Companies Operating in Nigeria May be Liable to 0.25% Turnover Tax Under the NASENI Act.
On 24 January 2021, President Muhammadu Buhari ordered the Federal Inland Revenue Service (FIRS) to collect the statutory levy applicable under the National Agency for Science and Engineering Infrastructure (NASENI) Act.
The Federal Government of Nigeria established the Agency (NASENI) in 1992 with the primary mandate to create an enabling, knowledge-driven environment for local mass-production of standard parts, goods and services required for the nation’s science and technology advancement. The enabling legislation for the Agency is the NASENI Act (“the Act”).
One way in which the Agency is to be funded, is through the collection of a levy (or tax) at a quarter percent (i.e. 0.25%) of the turnover of commercial companies operating in Nigeria.
Applicability of the NASENI Levy
Based on the law, the “NASENI levy” applies to companies with a turnover of N4m and above. However, the turnover threshold was subsequently increased to N100m and above. Furthermore, the Act provides that all contributions made to the fund shall be deductible against Companies Income Tax (CIT).
Some Concerns for Consideration
Although the law has been effective since 1992, there has been little awareness of its existence. Taxpayers are unaware of any obligation to pay the NASENI levy and there has been neither demand nor enforcement by either NASENI or the FIRS on commercial companies in Nigeria regarding the NASENI Levy.
However, with the recent directive by the Presidency for the law to be implemented, certain questions arise.

◆ Dataset section:
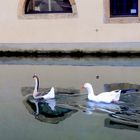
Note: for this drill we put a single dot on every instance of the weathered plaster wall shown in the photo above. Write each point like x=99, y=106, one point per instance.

◆ Required work:
(a) According to the article on the NASENI levy, in what year did the Federal Government of Nigeria establish NASENI?
(b) The article on the NASENI levy describes the Agency's primary mandate. List everything that mandate calls for the local mass-production of.
(c) Continue the article on the NASENI levy from its final sentence.

◆ Answers per task:
(a) 1992

(b) Standard parts, goods, and services.

(c)
- Although the Act states that the FIRS would be responsible for collecting the NASENI levy, it does not contain provisions on collection and administration of the levy. Further regulation may therefore be required if the FIRS is to be responsible for the administration of the NASENI levy.
- Would the FIRS enforce compliance and from which year of assessment? What are the procedures for assessment and objection in the likely event of a dispute with taxpayers?
- What will be the due date of payment given that the Act does not prescribe a due date for payment of the NASENI levy?
- The Act does not also prescribe any penalty in the event of a default. Would Section 32 of the FIRS Establishment Act (FIRSEA), which stipulates a general penalty, be applicable given that the NASENI Act is not specifically stated in the FIRSEA?
- Does the Tax Appeal Tribunal have the power to rule over cases concerning the NASENI levy?
- How does this tax interplay with the National Information Technology Development Agency (NITDA) levy? Both are imposed on the same base and threshold (N100m turnover). Also, the Agencies overseeing both levies have historically been under the Ministry of Science and Technology, although there are signals that NASENI may now be under the direct supervision of the Presidency.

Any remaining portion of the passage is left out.